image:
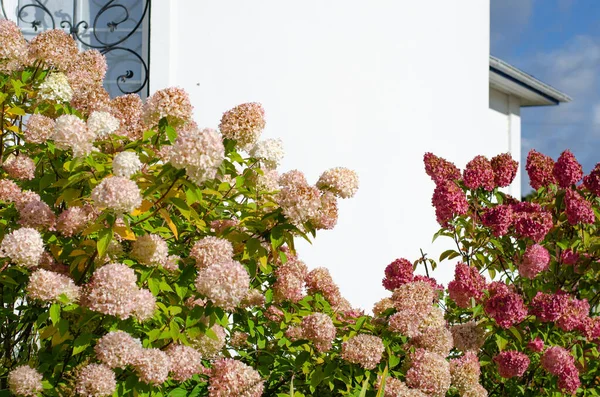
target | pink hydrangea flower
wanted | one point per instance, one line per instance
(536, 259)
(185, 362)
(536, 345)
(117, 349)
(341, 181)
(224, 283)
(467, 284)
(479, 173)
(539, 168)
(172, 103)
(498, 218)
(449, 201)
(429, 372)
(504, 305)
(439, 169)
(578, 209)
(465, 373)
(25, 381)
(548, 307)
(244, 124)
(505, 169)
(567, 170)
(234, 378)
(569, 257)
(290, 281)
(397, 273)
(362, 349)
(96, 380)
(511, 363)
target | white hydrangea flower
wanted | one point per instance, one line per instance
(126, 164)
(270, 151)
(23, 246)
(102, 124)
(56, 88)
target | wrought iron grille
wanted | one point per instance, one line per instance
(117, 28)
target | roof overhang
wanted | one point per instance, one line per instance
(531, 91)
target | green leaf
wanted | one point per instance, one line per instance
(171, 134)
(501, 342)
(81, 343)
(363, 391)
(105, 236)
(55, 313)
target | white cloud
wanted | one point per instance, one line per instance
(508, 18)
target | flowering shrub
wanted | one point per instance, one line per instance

WORK REQUIRED
Rewrite the items above with every "hydrangea flower" changed to "hydrangea bloom" and everything else left the same. Leave out the pictures.

SOLUTION BELOW
image:
target | pink hydrangea bloom
wanted | one point per instance, one line per instance
(536, 259)
(185, 362)
(536, 345)
(117, 349)
(341, 181)
(224, 283)
(467, 284)
(479, 173)
(539, 168)
(172, 103)
(498, 218)
(449, 201)
(429, 372)
(504, 305)
(439, 169)
(578, 209)
(465, 373)
(25, 381)
(548, 307)
(244, 124)
(505, 169)
(567, 170)
(234, 378)
(569, 257)
(290, 281)
(397, 273)
(362, 349)
(96, 380)
(511, 363)
target | white hydrangea bloom
wanted | one point per instance, one line per instance
(126, 164)
(270, 151)
(23, 246)
(102, 124)
(56, 88)
target | wrought iron grille
wanted | one point per instance, one line per instance
(117, 28)
target | roof overhang
wanted | one point per instance, one line per instance
(531, 91)
target | green leaf
wanted | one point per instance, one line per instance
(171, 134)
(501, 342)
(81, 343)
(363, 391)
(105, 236)
(55, 313)
target | white cloud
wanted | one point per instance, one line per instance
(508, 18)
target | flowering shrub
wanted | one point per instance, one line per instance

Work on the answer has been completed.